Supplied information =
_ _ _
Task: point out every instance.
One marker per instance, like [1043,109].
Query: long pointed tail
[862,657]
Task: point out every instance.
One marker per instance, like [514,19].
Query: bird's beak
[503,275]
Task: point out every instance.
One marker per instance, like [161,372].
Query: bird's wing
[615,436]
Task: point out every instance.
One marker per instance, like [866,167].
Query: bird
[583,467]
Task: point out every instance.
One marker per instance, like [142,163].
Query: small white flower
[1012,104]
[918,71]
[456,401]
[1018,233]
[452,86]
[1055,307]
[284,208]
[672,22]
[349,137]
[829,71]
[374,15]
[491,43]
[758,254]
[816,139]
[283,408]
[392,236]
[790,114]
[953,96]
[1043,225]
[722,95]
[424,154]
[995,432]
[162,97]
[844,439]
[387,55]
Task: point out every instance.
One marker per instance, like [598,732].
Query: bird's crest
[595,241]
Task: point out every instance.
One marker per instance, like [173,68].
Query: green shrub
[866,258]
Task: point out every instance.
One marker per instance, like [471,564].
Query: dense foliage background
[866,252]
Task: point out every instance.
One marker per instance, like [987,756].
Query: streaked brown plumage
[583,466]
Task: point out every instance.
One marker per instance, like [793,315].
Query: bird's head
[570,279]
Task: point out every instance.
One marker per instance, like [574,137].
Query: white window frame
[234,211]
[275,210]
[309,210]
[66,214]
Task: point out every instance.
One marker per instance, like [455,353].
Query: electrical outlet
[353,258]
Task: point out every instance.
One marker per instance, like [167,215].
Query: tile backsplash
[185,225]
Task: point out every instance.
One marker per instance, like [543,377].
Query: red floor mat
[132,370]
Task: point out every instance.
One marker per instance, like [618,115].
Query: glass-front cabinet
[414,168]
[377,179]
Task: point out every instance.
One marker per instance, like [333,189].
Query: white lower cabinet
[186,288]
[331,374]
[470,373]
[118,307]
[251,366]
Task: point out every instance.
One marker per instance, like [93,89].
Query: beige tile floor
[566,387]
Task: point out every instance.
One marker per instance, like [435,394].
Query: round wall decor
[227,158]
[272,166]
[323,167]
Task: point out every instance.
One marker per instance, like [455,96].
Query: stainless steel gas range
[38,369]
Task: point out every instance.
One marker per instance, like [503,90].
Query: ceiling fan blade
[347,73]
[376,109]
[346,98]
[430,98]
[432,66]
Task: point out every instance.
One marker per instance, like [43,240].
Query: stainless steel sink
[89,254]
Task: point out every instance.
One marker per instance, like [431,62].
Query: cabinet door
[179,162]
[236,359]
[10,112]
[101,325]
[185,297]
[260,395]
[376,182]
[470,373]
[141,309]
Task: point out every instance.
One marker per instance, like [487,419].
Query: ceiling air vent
_ _ _
Instructions to follow = Exactly reproduce every line of the records.

Solved problem =
Task: point out every instance.
One marker per instance, like [1043,109].
Query: long pointed tail
[862,657]
Task: point out every instance.
One marker per instance, like [514,19].
Query: bird's beak
[503,275]
Task: point out every instance.
One marker per instance, like [161,372].
Query: bird's wing
[615,436]
Task: point out every instance.
One marker per instance, like [866,167].
Query: bird
[583,467]
Task: point out every instance.
One marker per instance, like [142,163].
Query: small white flower
[1012,104]
[918,71]
[456,401]
[1018,233]
[452,86]
[1055,307]
[284,208]
[672,22]
[349,137]
[829,71]
[374,15]
[491,43]
[758,254]
[816,139]
[283,408]
[392,236]
[790,114]
[953,96]
[1043,225]
[722,95]
[424,154]
[995,432]
[162,97]
[844,439]
[387,55]
Task: point out every instance.
One marker per instance, like [598,732].
Query: bird's crest
[595,241]
Task: point out every instance.
One marker per instance, like [173,68].
Query: green shrub
[866,258]
Task: point out every instance.
One marker per instance, like [471,564].
Query: dense foliage background
[866,252]
Task: point out every instance.
One marker per instance, like [987,756].
Query: streaked brown plumage
[583,466]
Task: point out every instance.
One marker per instance, like [793,315].
Query: bird's head
[570,279]
Task: point out every instance.
One marker per instance, like [574,137].
Query: white window frame
[234,211]
[275,210]
[309,210]
[66,214]
Task: point out every instance.
One marker per instance, like [455,353].
Query: electrical outlet
[353,258]
Task: point out every instance.
One marker per instance, like [167,215].
Query: tile backsplash
[185,225]
Task: point out every instance.
One marker per instance, like [543,377].
Query: red floor mat
[132,370]
Task: point out every instance.
One marker per instance, like [618,115].
Query: glass-front cabinet
[414,168]
[377,179]
Task: point out every instance.
One marker per instance, like [333,189].
Query: white lower cabinet
[186,288]
[331,374]
[470,373]
[118,307]
[251,366]
Task: point out every instance.
One marker per instance, like [93,89].
Query: beige tile floor
[566,387]
Task: point out every instance.
One marker per instance, like [435,394].
Query: round wall decor
[227,158]
[272,166]
[323,167]
Task: point out every instance.
One marker per instance, like [455,96].
Query: stainless steel gas range
[38,369]
Task: point out every instance.
One marker per instance, like [503,90].
Query: ceiling fan blade
[347,73]
[376,109]
[346,98]
[430,98]
[432,66]
Task: point out every instance.
One marker per instance, like [43,240].
Query: stainless steel sink
[89,254]
Task: point out every instance.
One marker per instance, like [431,62].
Query: cabinet door
[179,162]
[236,359]
[10,112]
[101,325]
[185,297]
[260,395]
[376,182]
[470,373]
[141,309]
Task: point out every instance.
One marker per instance, like [487,419].
Query: ceiling air vent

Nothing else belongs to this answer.